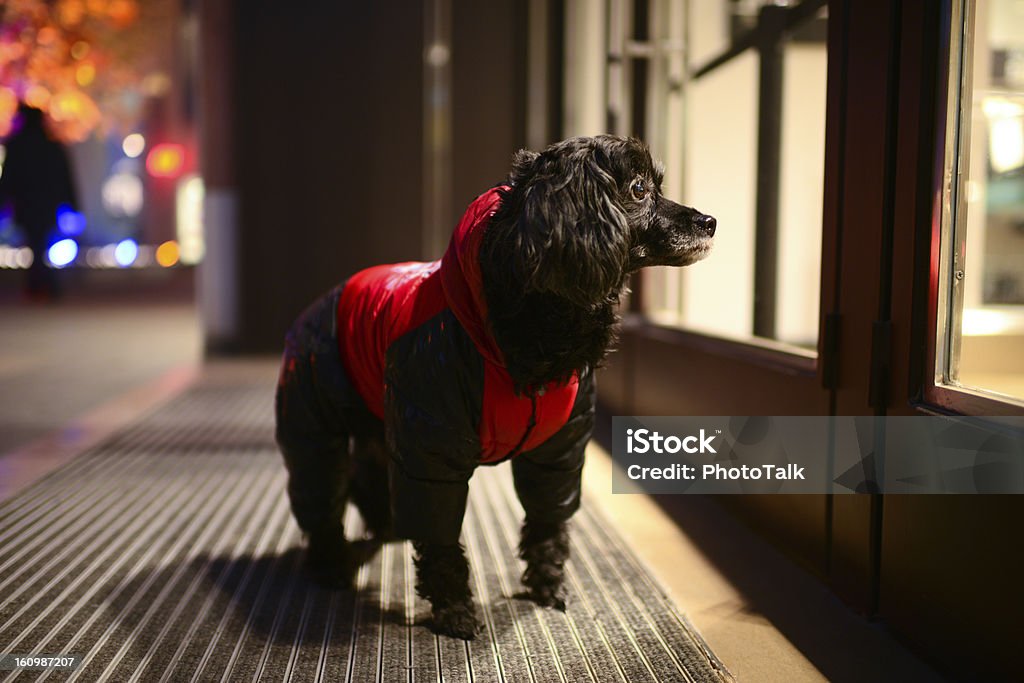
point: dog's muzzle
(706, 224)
***
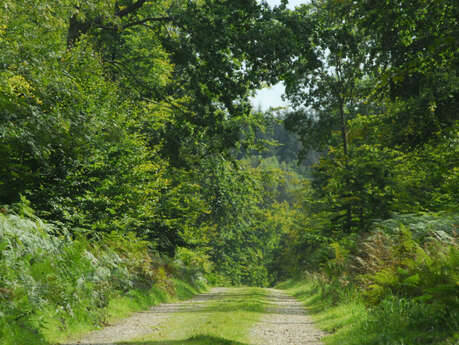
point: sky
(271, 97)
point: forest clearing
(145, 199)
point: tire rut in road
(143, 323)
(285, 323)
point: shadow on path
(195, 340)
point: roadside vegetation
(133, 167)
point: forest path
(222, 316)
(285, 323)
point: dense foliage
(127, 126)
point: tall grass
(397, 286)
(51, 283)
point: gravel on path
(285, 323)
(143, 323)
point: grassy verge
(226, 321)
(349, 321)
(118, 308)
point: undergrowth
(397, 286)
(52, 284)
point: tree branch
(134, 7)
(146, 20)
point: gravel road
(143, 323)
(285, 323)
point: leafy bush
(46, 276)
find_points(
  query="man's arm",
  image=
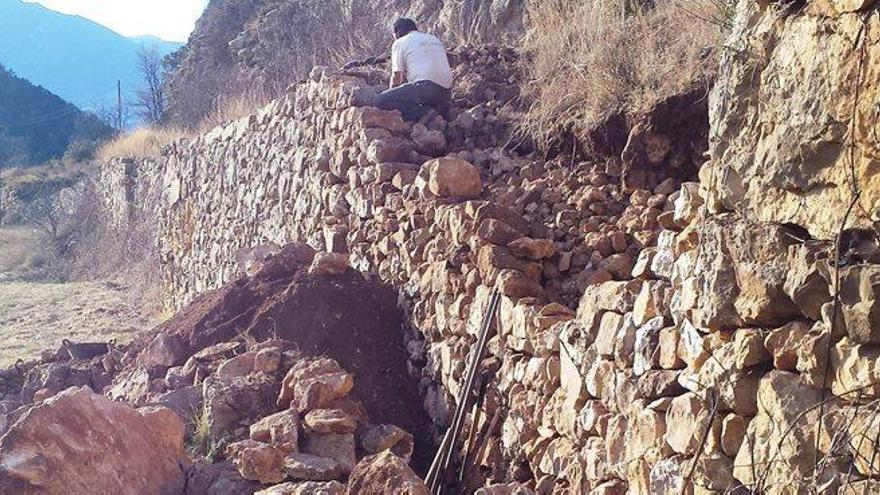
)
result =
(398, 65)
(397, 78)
***
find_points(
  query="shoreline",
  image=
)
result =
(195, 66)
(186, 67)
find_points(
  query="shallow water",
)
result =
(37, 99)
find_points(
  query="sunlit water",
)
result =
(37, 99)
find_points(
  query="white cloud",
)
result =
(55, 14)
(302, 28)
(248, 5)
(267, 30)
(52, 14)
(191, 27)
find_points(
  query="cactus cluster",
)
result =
***
Task description — Could you please report how many lines of the listing above hold the word "query"? Only the number is needed.

Response to the exercise — 6